● WHAT TO PRODUCE: Copy out the Leona Wood biography below word for word.

Leona Wood was born on May 21, 1921, in Seattle, Washington. As a child, she studied ballet with Ivan Novikoff, where she also learned Caucasian folk dances. She began drawing and painting at an early age, and at sixteen, entered the Annual Exhibition of Northwest Artists (the "Northwest Annual") show at the Seattle Art Museum. She received a fellowship to study design in San Francisco at the school of Bauhaus artist Rudolph Schaeffer. In her late teens, Wood presented her first one-woman show at the Seattle Art Museum.

Wood married Alaskan born physicist Philip Harland in 1939. Shortly after, they moved to New York City, where she worked as a designer and illustrator at Dorland International, Pettingell and Fenton and produced book illustrations for Doubleday. During this period, she was also exhibiting at the Julien Levy Gallery, along with artists such as Salvador Dalí and Eugene Berman.

In 1947, Wood moved to California as Art Director of the Pettingell and Fenton Los Angeles office. While based there, she exhibited at Gump’s Gallery in San Francisco, the Oakland Art Museum and Hewitt Gallery in New York. In 1958, her work was included in the first Spoleto International Art Festival in Italy.

● EXERCISE DATA:

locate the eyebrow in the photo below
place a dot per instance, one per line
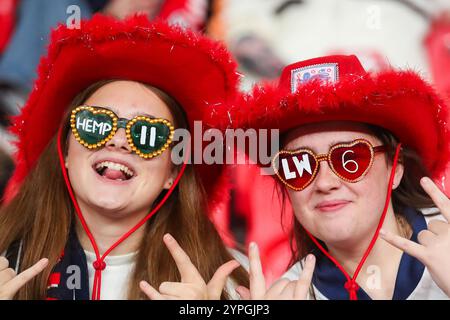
(332, 143)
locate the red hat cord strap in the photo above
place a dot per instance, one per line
(351, 286)
(99, 264)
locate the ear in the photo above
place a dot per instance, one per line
(399, 170)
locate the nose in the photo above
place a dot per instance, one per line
(119, 142)
(326, 180)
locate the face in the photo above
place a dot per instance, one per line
(112, 179)
(340, 213)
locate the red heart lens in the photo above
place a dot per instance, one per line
(351, 162)
(296, 169)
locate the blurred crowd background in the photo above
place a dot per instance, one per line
(264, 36)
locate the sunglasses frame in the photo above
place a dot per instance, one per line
(115, 128)
(327, 157)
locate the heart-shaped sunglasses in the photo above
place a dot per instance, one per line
(93, 127)
(349, 161)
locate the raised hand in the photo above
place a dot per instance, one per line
(282, 289)
(433, 249)
(192, 285)
(10, 282)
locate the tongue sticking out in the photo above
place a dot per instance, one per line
(114, 174)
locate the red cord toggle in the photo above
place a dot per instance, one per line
(99, 265)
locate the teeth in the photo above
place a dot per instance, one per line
(115, 166)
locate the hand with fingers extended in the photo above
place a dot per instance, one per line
(10, 282)
(192, 285)
(433, 249)
(282, 289)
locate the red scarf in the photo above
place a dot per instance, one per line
(7, 21)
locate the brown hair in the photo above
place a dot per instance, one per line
(409, 193)
(43, 222)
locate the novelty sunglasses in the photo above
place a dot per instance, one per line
(349, 161)
(93, 127)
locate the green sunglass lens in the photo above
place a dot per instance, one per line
(149, 137)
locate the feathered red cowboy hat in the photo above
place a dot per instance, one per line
(198, 72)
(338, 88)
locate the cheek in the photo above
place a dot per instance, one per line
(76, 154)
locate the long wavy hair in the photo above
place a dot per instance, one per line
(41, 215)
(409, 193)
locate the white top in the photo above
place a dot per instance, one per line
(424, 289)
(116, 276)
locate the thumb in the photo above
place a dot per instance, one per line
(217, 283)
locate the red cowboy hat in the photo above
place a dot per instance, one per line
(338, 88)
(198, 72)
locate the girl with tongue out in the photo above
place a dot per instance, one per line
(357, 153)
(95, 192)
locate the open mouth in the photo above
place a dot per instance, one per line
(113, 171)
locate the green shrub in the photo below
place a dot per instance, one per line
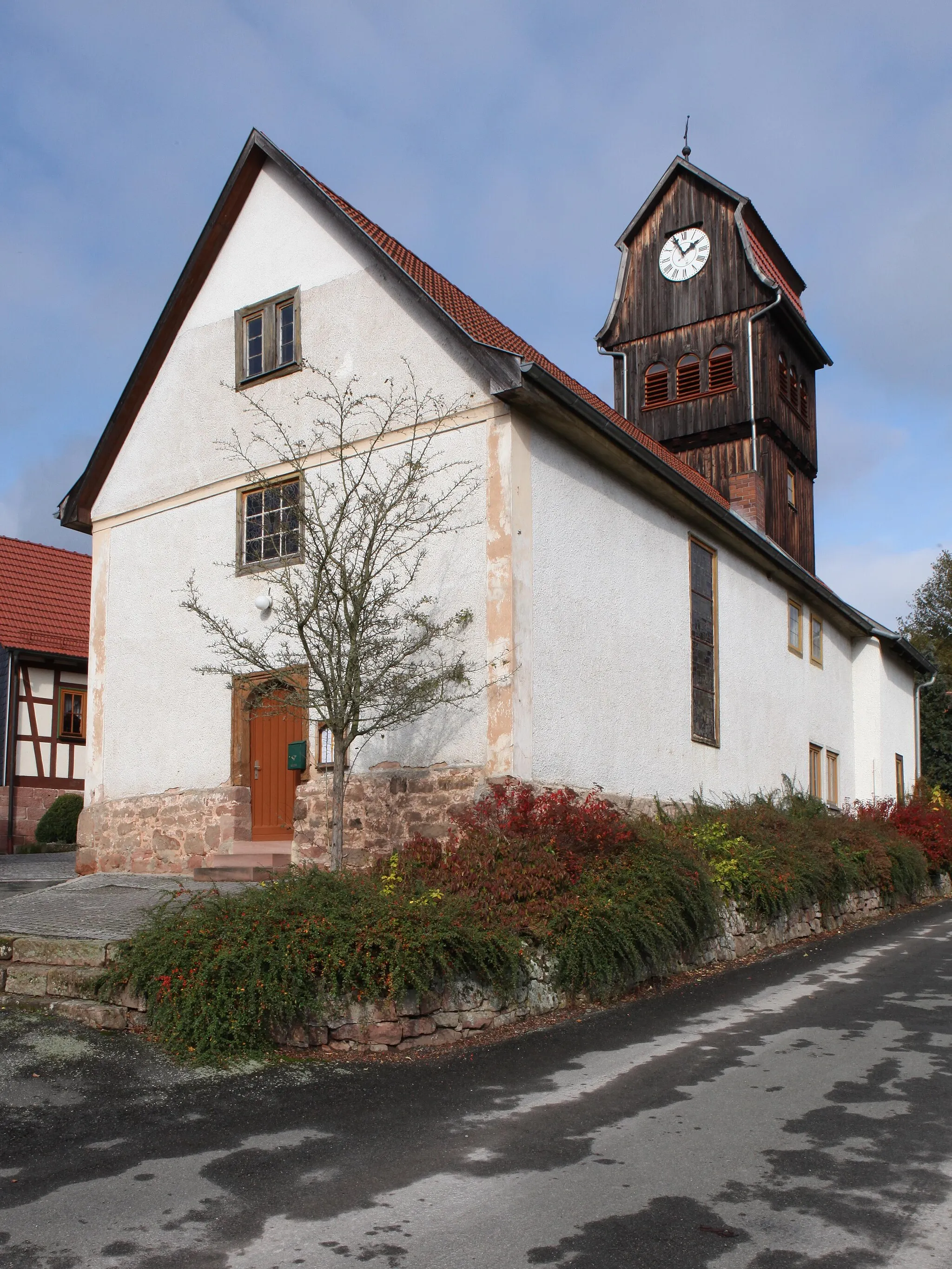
(220, 969)
(59, 821)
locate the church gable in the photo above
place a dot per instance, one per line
(285, 256)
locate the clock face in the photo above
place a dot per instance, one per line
(685, 256)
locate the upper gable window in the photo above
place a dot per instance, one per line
(688, 376)
(655, 385)
(270, 531)
(268, 338)
(720, 370)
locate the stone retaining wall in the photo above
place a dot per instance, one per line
(59, 974)
(162, 833)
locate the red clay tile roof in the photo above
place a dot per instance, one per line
(485, 329)
(766, 265)
(44, 598)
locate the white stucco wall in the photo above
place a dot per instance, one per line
(884, 720)
(355, 320)
(612, 653)
(168, 726)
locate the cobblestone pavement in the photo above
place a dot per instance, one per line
(790, 1113)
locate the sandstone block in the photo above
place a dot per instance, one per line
(37, 951)
(418, 1027)
(475, 1019)
(27, 981)
(103, 1017)
(73, 981)
(385, 1033)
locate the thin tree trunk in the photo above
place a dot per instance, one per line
(337, 823)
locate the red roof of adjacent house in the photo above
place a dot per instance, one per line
(44, 598)
(485, 329)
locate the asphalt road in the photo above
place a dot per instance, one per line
(803, 1104)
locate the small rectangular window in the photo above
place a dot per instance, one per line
(270, 524)
(815, 771)
(815, 640)
(268, 338)
(704, 644)
(254, 345)
(73, 714)
(795, 627)
(832, 777)
(286, 333)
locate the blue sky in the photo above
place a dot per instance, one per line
(508, 144)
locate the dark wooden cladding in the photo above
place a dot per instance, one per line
(702, 411)
(650, 304)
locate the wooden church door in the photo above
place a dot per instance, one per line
(273, 786)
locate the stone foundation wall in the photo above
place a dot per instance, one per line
(384, 807)
(30, 805)
(162, 833)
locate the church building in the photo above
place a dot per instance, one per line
(641, 575)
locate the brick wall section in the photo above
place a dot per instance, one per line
(748, 498)
(384, 807)
(162, 833)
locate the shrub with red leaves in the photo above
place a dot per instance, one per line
(928, 825)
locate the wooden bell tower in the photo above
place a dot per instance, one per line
(714, 356)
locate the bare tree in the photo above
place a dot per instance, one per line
(352, 640)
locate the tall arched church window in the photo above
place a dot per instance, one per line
(688, 376)
(657, 383)
(720, 370)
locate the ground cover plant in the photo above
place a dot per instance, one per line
(611, 898)
(777, 852)
(218, 970)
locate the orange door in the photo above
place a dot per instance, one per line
(273, 786)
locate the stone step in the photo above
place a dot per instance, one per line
(239, 872)
(261, 858)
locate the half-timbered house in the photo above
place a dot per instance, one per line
(641, 576)
(44, 656)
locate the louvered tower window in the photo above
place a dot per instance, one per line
(688, 376)
(720, 370)
(782, 376)
(657, 385)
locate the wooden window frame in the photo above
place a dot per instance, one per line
(268, 309)
(793, 648)
(815, 660)
(682, 367)
(695, 736)
(72, 738)
(833, 777)
(728, 355)
(242, 566)
(815, 772)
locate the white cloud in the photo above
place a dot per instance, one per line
(878, 582)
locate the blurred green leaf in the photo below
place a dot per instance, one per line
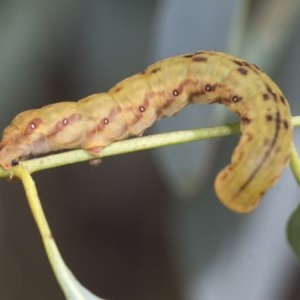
(293, 232)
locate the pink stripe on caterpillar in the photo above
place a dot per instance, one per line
(162, 90)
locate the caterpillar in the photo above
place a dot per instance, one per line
(163, 89)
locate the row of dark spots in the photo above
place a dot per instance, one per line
(278, 121)
(243, 63)
(270, 92)
(266, 155)
(196, 57)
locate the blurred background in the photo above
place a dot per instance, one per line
(146, 225)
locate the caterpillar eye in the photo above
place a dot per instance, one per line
(14, 162)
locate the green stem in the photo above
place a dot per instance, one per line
(68, 283)
(295, 164)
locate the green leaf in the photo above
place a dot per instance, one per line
(293, 232)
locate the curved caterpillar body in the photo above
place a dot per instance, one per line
(163, 89)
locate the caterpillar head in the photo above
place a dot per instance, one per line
(18, 139)
(9, 155)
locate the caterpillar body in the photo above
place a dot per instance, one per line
(163, 89)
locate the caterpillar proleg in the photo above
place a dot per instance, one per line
(163, 89)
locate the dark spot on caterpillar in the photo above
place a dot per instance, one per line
(257, 67)
(266, 96)
(269, 117)
(272, 93)
(118, 88)
(277, 149)
(33, 124)
(199, 59)
(211, 87)
(278, 121)
(236, 99)
(249, 136)
(155, 70)
(14, 162)
(237, 62)
(266, 142)
(243, 71)
(175, 93)
(245, 120)
(188, 55)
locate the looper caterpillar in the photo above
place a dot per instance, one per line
(163, 89)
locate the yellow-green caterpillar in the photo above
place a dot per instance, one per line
(163, 89)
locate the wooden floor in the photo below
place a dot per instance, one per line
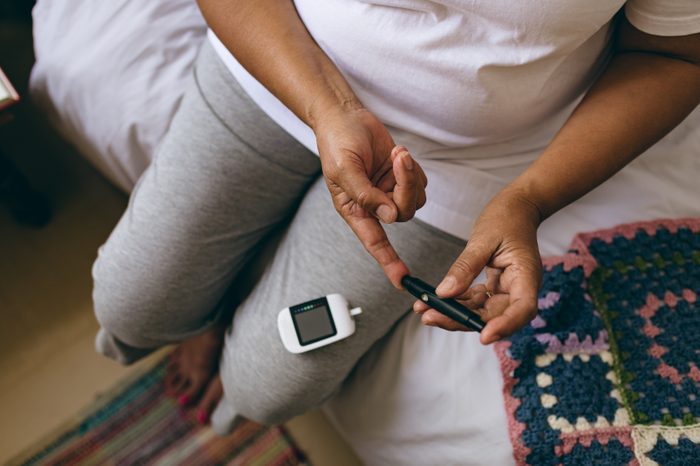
(48, 367)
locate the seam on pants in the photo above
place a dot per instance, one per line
(243, 141)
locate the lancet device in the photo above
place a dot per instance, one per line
(446, 306)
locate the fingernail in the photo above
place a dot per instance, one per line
(446, 285)
(407, 161)
(385, 213)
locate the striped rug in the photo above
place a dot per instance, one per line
(136, 423)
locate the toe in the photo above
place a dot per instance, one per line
(211, 398)
(195, 386)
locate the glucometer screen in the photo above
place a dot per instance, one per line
(313, 321)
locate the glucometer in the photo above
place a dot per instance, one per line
(316, 323)
(446, 306)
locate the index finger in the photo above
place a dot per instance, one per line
(408, 186)
(373, 237)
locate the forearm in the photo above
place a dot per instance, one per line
(269, 39)
(639, 98)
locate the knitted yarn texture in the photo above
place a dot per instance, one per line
(607, 373)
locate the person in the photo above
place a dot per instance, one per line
(511, 112)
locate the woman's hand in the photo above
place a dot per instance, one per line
(369, 178)
(504, 240)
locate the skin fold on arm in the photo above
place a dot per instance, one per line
(651, 84)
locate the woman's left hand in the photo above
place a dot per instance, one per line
(504, 241)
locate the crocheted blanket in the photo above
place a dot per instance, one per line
(607, 373)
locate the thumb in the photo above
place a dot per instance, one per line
(465, 269)
(354, 181)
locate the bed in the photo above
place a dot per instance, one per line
(111, 75)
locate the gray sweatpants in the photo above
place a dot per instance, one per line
(224, 177)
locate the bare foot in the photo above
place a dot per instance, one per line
(192, 374)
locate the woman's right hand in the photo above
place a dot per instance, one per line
(370, 179)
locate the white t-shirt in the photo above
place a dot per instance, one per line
(475, 90)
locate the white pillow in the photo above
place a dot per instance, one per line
(111, 75)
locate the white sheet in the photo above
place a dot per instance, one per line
(112, 74)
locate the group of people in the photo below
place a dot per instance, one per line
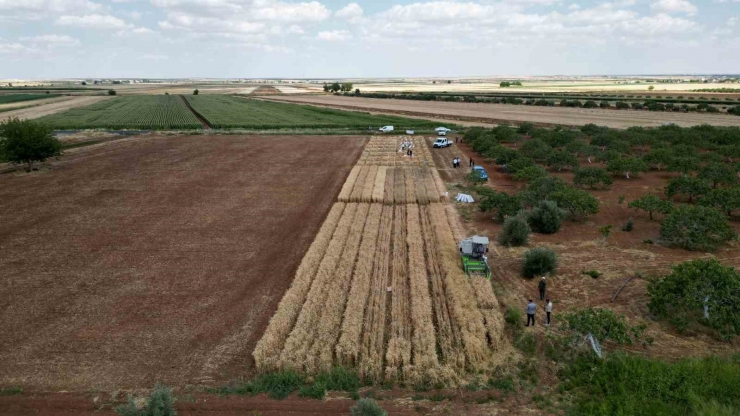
(532, 307)
(408, 146)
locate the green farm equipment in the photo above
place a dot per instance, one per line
(474, 251)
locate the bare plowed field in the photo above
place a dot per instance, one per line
(496, 113)
(51, 107)
(156, 259)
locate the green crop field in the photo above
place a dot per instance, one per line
(233, 112)
(160, 112)
(14, 98)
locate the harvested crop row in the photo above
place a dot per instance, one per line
(398, 354)
(303, 334)
(373, 337)
(321, 354)
(359, 188)
(489, 307)
(268, 348)
(379, 188)
(348, 348)
(399, 186)
(448, 335)
(349, 184)
(367, 192)
(423, 339)
(464, 308)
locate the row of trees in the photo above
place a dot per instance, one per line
(337, 87)
(27, 142)
(709, 176)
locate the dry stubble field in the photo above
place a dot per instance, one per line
(496, 113)
(156, 258)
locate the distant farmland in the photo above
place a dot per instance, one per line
(165, 112)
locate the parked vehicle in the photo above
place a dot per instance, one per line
(483, 173)
(439, 143)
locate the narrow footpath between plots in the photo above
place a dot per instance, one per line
(381, 288)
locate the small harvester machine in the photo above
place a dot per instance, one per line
(474, 254)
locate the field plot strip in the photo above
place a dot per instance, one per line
(389, 297)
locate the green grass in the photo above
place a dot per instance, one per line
(15, 98)
(630, 385)
(148, 112)
(227, 112)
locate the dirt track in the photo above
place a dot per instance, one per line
(51, 108)
(496, 113)
(156, 258)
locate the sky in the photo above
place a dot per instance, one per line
(43, 39)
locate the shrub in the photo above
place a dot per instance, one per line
(530, 173)
(514, 233)
(629, 225)
(539, 261)
(651, 203)
(682, 295)
(576, 202)
(367, 407)
(592, 177)
(605, 325)
(696, 228)
(159, 403)
(686, 185)
(546, 217)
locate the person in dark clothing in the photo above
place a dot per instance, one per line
(531, 308)
(543, 288)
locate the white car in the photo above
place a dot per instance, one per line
(439, 143)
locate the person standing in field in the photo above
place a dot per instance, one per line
(543, 288)
(531, 309)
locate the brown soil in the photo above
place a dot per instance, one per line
(51, 108)
(266, 90)
(156, 258)
(580, 248)
(498, 113)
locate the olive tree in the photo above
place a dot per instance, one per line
(27, 142)
(651, 203)
(687, 185)
(702, 291)
(696, 228)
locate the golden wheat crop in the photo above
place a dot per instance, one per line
(322, 352)
(379, 188)
(464, 308)
(448, 334)
(304, 331)
(423, 339)
(398, 354)
(349, 184)
(348, 347)
(373, 337)
(267, 351)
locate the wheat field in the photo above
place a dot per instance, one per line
(381, 289)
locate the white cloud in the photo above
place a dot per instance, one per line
(51, 40)
(674, 6)
(334, 35)
(351, 11)
(93, 21)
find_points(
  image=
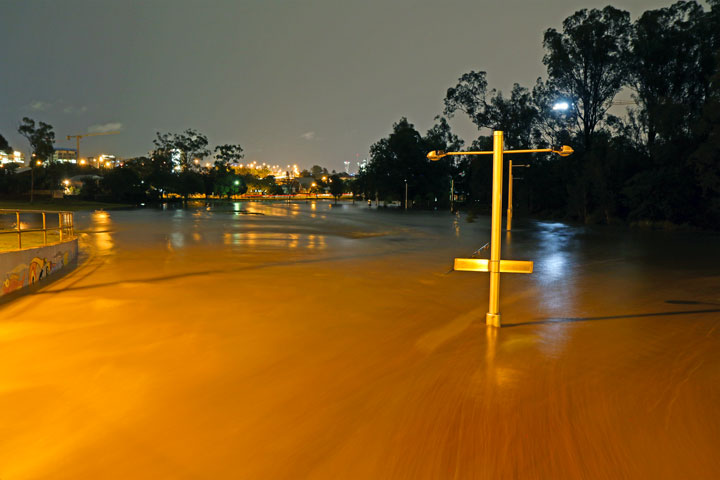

● WRITTEN ANSWER:
Leona Wood was born on May 21, 1921, in Seattle, Washington. As a child, she studied ballet with Ivan Novikoff, where she also learned Caucasian folk dances. She began drawing and painting at an early age, and at sixteen, entered the Annual Exhibition of Northwest Artists (the "Northwest Annual") show at the Seattle Art Museum. She received a fellowship to study design in San Francisco at the school of Bauhaus artist Rudolph Schaeffer. In her late teens, Wood presented her first one-woman show at the Seattle Art Museum.

Wood married Alaskan born physicist Philip Harland in 1939. Shortly after, they moved to New York City, where she worked as a designer and illustrator at Dorland International, Pettingell and Fenton and produced book illustrations for Doubleday. During this period, she was also exhibiting at the Julien Levy Gallery, along with artists such as Salvador Dalí and Eugene Berman.

In 1947, Wood moved to California as Art Director of the Pettingell and Fenton Los Angeles office. While based there, she exhibited at Gump’s Gallery in San Francisco, the Oakland Art Museum and Hewitt Gallery in New York. In 1958, her work was included in the first Spoleto International Art Festival in Italy.